(A run of records)
◇ ◇ ◇ ◇ ◇

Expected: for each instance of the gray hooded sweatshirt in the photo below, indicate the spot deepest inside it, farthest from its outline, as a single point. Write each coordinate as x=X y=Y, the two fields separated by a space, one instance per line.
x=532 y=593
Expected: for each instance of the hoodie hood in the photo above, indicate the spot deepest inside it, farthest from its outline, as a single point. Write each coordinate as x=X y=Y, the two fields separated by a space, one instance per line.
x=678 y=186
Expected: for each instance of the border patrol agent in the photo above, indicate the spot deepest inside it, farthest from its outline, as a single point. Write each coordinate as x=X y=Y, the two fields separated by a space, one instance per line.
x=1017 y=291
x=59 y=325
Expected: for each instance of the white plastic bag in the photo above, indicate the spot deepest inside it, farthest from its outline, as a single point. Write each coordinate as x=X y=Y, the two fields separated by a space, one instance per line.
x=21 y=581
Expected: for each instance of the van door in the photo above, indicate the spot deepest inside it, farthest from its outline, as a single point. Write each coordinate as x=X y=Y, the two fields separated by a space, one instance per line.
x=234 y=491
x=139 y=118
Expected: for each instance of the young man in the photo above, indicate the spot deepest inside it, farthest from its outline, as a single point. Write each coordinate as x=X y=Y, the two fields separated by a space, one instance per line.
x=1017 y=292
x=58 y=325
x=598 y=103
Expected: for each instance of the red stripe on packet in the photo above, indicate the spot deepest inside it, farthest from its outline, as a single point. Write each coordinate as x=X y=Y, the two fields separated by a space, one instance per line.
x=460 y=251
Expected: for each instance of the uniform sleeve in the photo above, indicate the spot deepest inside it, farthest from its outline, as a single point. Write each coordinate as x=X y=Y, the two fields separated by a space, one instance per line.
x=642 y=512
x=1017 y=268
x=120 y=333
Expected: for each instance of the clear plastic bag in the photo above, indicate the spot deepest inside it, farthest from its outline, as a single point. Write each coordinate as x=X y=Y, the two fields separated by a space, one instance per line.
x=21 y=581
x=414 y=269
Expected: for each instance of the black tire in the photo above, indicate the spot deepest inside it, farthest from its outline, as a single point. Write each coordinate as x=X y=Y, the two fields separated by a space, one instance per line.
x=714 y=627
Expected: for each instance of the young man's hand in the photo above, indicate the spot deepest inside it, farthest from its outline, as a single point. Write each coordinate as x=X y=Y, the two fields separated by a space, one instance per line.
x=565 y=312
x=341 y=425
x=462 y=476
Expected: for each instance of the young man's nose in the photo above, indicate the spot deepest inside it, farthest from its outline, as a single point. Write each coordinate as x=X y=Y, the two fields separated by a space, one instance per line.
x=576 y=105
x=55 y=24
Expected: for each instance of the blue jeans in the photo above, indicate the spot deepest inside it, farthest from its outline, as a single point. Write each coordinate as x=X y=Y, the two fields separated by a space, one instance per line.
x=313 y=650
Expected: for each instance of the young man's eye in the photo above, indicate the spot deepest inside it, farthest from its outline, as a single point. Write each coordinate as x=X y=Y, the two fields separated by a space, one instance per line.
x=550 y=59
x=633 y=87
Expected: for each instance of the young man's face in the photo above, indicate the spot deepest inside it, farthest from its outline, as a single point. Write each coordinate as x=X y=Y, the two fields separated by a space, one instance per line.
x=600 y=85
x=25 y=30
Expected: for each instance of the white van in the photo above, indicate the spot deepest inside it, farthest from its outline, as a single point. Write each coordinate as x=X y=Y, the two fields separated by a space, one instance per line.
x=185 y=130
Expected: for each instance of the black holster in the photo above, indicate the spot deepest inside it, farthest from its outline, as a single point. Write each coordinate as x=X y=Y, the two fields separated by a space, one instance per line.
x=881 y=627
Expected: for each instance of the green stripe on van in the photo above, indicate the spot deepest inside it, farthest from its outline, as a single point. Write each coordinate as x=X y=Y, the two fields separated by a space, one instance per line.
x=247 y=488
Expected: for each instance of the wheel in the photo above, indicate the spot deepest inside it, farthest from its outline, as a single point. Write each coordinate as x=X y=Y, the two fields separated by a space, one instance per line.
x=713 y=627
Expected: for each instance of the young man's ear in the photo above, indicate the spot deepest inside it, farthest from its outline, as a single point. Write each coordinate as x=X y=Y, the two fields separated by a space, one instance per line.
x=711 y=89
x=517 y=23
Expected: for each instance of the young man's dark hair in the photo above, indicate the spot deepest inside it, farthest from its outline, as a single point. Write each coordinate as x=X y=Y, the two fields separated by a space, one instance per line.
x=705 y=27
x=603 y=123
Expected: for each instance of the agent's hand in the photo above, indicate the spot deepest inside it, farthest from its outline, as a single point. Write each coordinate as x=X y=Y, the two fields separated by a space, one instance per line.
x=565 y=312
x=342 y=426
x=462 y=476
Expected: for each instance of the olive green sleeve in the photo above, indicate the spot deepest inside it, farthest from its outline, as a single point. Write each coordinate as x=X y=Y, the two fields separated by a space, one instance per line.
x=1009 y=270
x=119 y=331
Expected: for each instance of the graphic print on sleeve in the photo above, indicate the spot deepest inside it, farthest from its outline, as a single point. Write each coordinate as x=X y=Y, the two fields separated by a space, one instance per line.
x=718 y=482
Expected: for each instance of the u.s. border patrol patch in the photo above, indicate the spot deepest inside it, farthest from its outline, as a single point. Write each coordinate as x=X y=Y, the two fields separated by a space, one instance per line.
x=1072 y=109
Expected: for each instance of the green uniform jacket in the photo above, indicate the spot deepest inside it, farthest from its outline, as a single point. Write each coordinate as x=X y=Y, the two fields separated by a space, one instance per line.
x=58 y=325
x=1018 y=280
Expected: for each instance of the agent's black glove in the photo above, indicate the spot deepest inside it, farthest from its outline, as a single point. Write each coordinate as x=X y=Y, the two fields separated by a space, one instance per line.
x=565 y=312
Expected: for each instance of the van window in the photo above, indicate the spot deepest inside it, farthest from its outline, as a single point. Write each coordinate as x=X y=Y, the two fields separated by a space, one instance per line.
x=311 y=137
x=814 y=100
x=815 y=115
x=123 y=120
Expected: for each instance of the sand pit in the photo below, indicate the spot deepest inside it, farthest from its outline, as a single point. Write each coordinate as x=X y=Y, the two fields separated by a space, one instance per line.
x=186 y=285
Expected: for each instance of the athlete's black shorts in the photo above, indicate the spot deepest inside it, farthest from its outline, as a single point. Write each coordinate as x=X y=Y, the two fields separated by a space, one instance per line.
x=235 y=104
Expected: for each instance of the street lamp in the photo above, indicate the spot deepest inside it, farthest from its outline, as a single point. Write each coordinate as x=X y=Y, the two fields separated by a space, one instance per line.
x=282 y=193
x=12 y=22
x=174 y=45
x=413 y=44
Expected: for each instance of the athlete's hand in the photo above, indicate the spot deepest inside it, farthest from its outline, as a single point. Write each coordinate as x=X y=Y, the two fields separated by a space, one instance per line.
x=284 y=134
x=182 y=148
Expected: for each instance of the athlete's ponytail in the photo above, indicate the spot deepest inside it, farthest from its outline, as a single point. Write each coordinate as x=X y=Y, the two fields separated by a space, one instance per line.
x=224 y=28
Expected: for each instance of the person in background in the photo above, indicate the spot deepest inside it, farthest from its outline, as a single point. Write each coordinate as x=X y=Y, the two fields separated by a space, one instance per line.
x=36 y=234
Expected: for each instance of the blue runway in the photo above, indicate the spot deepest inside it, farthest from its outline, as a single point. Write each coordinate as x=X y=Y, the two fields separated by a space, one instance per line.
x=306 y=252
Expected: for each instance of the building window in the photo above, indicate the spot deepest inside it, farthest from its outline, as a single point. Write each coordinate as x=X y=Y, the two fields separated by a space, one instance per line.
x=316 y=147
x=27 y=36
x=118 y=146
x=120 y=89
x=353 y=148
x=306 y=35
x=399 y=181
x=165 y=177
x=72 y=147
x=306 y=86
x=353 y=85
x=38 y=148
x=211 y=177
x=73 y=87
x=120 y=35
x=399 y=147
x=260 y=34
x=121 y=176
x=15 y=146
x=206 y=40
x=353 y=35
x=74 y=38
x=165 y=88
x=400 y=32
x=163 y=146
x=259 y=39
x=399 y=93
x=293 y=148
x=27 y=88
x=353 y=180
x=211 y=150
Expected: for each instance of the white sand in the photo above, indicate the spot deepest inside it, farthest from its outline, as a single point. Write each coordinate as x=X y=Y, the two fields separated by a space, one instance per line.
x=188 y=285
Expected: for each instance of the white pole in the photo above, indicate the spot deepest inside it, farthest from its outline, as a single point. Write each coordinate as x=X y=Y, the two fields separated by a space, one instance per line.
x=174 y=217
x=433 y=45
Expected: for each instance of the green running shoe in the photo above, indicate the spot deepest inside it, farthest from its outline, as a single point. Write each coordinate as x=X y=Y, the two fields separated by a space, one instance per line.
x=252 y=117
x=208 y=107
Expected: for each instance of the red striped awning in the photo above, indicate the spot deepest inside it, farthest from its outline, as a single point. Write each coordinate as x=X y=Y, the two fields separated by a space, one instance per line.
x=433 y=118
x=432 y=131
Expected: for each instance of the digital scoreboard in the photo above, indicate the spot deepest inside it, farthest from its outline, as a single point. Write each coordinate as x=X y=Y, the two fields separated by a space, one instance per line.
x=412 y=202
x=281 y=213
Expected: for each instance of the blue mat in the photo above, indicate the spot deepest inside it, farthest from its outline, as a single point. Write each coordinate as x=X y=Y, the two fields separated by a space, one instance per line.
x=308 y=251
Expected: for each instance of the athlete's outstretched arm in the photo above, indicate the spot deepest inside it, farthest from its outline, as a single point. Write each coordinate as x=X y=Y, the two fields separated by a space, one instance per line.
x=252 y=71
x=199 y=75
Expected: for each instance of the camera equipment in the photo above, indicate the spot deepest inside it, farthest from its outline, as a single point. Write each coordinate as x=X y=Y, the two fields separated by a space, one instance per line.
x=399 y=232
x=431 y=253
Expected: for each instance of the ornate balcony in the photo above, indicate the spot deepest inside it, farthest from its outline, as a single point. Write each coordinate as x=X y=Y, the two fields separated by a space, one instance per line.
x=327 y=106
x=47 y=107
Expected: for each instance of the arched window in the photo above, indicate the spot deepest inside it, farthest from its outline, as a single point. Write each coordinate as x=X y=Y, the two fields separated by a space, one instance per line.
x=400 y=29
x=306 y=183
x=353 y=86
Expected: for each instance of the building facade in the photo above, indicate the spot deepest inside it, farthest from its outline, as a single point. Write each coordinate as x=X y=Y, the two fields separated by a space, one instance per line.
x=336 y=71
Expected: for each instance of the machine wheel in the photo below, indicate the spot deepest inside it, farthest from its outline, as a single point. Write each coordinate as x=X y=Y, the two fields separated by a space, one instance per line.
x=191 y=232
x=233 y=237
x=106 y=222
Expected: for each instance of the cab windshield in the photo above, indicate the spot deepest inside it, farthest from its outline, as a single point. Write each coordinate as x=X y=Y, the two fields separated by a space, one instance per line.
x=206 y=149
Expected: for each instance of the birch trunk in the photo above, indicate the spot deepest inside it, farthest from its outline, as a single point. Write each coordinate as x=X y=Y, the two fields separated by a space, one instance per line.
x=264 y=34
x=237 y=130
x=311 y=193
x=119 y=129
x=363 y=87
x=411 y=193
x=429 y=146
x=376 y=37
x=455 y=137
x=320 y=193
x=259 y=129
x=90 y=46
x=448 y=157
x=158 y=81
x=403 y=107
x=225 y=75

◇ ◇ ◇ ◇ ◇

## What you have to do
Extract, unchanged, the closing run of lines that opens with the line containing "Expected: for each instance of the cab" and ends with the last line.

## Final result
Expected: for each instance of the cab windshield in the photo above, indicate the spot deepest inside it, farthest from its outline, as a single point. Write each coordinate as x=X y=Y, the two fields separated by a space, one instance per line.
x=206 y=149
Expected: for each instance of the birch trunk in the photo above, indicate the spot deepest inside it, farthest from its outline, as a single point. Write each coordinate as x=X y=Y, the two fields separated by a space, one instance per line.
x=264 y=34
x=237 y=130
x=311 y=193
x=119 y=129
x=363 y=87
x=411 y=193
x=429 y=146
x=376 y=37
x=455 y=137
x=320 y=193
x=259 y=129
x=90 y=46
x=448 y=157
x=158 y=81
x=403 y=107
x=225 y=75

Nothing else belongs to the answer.